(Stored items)
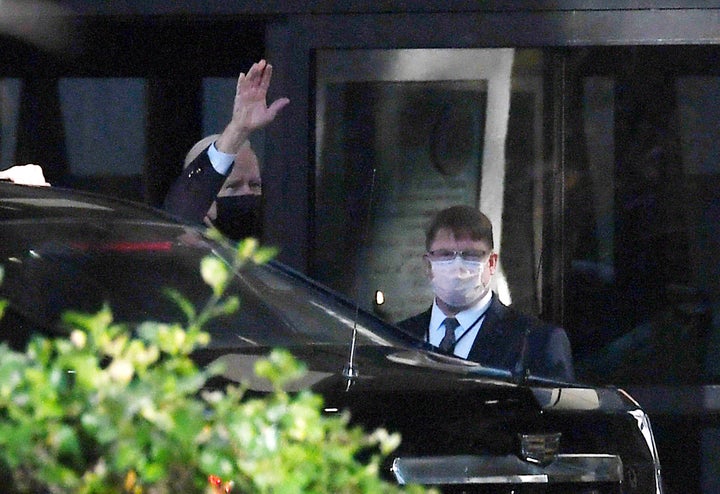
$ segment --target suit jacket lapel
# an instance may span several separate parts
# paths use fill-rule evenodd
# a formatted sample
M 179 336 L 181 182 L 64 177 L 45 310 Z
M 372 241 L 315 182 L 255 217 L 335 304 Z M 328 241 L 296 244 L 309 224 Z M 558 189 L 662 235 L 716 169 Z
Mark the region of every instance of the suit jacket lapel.
M 483 365 L 506 368 L 512 365 L 517 355 L 517 339 L 515 331 L 510 331 L 506 321 L 507 308 L 493 293 L 490 307 L 475 338 L 468 360 Z

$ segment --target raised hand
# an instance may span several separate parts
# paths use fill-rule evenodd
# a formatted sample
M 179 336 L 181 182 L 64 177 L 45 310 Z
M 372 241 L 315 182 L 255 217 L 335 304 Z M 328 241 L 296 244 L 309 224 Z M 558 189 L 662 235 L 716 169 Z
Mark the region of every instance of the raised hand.
M 250 134 L 265 127 L 290 100 L 278 98 L 267 105 L 267 92 L 272 79 L 272 65 L 260 60 L 241 73 L 235 89 L 230 123 L 218 138 L 216 146 L 225 153 L 237 153 Z

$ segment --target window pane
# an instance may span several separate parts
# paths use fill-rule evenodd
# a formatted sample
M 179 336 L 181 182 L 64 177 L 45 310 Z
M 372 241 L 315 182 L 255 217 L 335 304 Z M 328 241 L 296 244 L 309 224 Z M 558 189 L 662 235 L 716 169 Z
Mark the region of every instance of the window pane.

_Your objective_
Repeat all entries exactly. Skip the pictures.

_Answer to the problem_
$ segment --target suit jacket lapel
# an instance may span several separate parts
# paths use fill-rule evenodd
# a formatted sample
M 179 336 L 181 182 L 64 177 L 45 310 Z
M 372 241 L 315 182 L 255 217 L 335 304 Z M 328 241 L 296 244 L 309 224 Z M 558 189 L 662 235 L 716 169 Z
Mark the region of every instance of the suit jacket lapel.
M 483 365 L 506 368 L 512 365 L 517 355 L 517 339 L 515 331 L 510 331 L 506 321 L 507 308 L 493 293 L 490 307 L 475 338 L 468 360 Z

$ segment --target raised hand
# an instance may span several separate parts
# paths use fill-rule evenodd
# a formatted sample
M 179 336 L 181 182 L 64 177 L 45 310 Z
M 372 241 L 315 182 L 255 217 L 335 304 Z M 328 241 L 296 244 L 309 224 Z M 558 189 L 662 235 L 716 169 Z
Mark the region of every instance of the raised hand.
M 250 134 L 265 127 L 290 100 L 278 98 L 267 105 L 267 92 L 272 79 L 272 65 L 260 60 L 241 73 L 235 89 L 230 123 L 218 138 L 216 146 L 225 153 L 237 153 Z

$ segment --target window pane
# an instance may span several separate parts
# paths use fill-rule evenodd
# a formatted sample
M 179 336 L 181 182 L 64 177 L 45 310 Z
M 372 241 L 315 182 L 255 217 L 335 304 Z M 328 241 L 296 244 L 309 224 Z M 558 189 L 662 235 L 716 169 Z
Mark the region of every instance of the window pane.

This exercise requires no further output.